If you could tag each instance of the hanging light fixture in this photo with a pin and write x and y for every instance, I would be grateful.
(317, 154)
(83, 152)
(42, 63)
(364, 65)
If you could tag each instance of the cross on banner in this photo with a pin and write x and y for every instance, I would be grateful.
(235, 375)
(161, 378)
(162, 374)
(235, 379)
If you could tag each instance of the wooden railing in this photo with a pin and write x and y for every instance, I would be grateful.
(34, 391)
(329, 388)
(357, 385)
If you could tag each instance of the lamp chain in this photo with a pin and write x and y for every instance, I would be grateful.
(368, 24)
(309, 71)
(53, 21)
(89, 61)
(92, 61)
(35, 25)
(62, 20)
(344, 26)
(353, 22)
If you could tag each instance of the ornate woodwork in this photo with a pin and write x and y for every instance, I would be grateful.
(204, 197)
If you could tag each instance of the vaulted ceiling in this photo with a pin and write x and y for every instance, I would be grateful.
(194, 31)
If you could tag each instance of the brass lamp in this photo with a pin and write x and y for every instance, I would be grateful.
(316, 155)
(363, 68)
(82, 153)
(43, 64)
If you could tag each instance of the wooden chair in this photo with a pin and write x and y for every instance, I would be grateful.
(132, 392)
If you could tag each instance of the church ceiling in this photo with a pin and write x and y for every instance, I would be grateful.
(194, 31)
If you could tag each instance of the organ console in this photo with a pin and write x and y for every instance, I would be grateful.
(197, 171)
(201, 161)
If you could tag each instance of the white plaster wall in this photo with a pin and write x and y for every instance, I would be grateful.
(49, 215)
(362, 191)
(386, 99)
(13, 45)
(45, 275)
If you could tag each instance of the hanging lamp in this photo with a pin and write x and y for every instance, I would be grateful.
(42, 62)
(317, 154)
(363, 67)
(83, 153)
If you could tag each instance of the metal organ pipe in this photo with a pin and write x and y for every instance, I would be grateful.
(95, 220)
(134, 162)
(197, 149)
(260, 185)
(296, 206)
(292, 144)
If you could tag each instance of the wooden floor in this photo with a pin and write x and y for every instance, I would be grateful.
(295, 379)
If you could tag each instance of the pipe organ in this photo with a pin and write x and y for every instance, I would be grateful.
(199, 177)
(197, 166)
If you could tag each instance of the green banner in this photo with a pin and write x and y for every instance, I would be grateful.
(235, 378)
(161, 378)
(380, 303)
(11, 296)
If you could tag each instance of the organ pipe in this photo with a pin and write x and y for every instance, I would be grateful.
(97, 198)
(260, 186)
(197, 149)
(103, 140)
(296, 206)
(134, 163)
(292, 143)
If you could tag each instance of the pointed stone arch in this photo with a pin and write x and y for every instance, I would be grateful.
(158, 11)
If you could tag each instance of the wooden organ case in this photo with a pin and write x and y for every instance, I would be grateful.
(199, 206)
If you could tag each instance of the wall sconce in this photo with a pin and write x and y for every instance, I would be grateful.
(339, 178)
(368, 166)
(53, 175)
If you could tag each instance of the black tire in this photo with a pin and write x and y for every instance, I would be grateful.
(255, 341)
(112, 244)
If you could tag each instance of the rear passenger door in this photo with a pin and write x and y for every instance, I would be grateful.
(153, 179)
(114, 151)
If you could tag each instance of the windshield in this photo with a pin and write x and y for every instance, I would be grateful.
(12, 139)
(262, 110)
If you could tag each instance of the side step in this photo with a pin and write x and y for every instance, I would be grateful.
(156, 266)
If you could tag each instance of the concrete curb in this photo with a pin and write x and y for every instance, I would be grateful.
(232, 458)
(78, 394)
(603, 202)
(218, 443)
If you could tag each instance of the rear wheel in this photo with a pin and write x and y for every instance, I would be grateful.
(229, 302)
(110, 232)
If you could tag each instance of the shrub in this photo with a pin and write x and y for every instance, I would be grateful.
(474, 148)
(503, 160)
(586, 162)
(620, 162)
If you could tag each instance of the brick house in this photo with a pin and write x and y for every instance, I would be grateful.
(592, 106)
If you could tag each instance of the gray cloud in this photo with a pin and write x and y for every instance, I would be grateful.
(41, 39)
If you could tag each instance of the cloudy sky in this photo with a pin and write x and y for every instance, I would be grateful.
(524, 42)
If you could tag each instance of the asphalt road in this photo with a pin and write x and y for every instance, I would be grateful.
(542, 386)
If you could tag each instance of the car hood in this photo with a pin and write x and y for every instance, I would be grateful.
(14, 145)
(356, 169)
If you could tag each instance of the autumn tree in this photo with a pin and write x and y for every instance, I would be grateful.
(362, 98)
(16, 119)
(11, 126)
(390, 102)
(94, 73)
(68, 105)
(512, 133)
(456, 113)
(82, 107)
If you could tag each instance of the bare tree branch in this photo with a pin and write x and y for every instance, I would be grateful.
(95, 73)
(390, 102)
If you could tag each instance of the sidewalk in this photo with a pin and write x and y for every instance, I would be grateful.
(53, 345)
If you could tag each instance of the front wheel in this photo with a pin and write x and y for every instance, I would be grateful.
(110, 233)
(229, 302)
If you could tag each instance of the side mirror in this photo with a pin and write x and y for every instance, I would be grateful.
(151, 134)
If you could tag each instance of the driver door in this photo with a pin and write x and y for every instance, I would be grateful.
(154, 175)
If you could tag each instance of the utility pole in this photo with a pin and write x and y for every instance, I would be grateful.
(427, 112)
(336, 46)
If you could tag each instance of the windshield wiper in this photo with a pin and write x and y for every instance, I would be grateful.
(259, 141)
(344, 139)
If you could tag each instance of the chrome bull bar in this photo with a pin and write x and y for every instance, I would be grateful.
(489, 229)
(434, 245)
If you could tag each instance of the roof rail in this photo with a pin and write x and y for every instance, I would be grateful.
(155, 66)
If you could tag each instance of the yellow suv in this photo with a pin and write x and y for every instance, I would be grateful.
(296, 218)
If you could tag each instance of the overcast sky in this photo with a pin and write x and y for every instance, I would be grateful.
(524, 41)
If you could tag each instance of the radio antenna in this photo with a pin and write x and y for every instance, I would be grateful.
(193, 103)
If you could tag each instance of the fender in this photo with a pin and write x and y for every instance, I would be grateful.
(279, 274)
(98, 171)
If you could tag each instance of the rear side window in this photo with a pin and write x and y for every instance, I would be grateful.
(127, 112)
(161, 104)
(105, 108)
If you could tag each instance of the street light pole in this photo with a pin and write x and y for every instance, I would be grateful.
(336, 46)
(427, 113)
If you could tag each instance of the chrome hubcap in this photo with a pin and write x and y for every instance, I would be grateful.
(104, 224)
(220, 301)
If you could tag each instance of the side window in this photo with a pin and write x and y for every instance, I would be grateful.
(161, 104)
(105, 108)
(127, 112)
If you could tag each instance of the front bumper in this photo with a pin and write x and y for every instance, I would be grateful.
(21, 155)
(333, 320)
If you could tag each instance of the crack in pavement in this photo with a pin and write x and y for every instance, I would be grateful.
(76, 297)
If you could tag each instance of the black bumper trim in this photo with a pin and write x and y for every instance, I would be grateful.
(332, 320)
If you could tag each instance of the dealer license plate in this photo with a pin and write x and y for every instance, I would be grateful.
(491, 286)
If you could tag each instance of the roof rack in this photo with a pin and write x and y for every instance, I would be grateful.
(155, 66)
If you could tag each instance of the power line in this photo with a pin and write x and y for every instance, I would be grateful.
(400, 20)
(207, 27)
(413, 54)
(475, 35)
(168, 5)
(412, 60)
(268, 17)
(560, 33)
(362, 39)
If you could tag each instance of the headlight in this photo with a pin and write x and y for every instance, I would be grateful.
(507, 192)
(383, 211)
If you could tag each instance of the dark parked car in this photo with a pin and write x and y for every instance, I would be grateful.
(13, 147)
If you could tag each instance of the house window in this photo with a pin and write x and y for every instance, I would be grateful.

+ + + + +

What to do:
Set down nothing but the lines from the one with "If you could tag each instance of the power" through the end of the records, keeping each line exactly as written and including both ends.

Solution:
If you could tag each instance of the power line in this photo with a pin and write x and y for every instance, I would be grateful.
(400, 20)
(207, 27)
(413, 54)
(475, 35)
(168, 5)
(412, 60)
(268, 17)
(560, 33)
(362, 39)
If you could tag each instance of the headlight in this photo with a pin and write x and y for every instance, I would be grateful.
(507, 192)
(383, 211)
If you could tag each instance of the dark parked car in this photo with a pin and write x and y for every instance, I would be grateful.
(13, 147)
If you could tag each instance of the house window in this photo with a pin and write x and y for every instance, I would be grateful.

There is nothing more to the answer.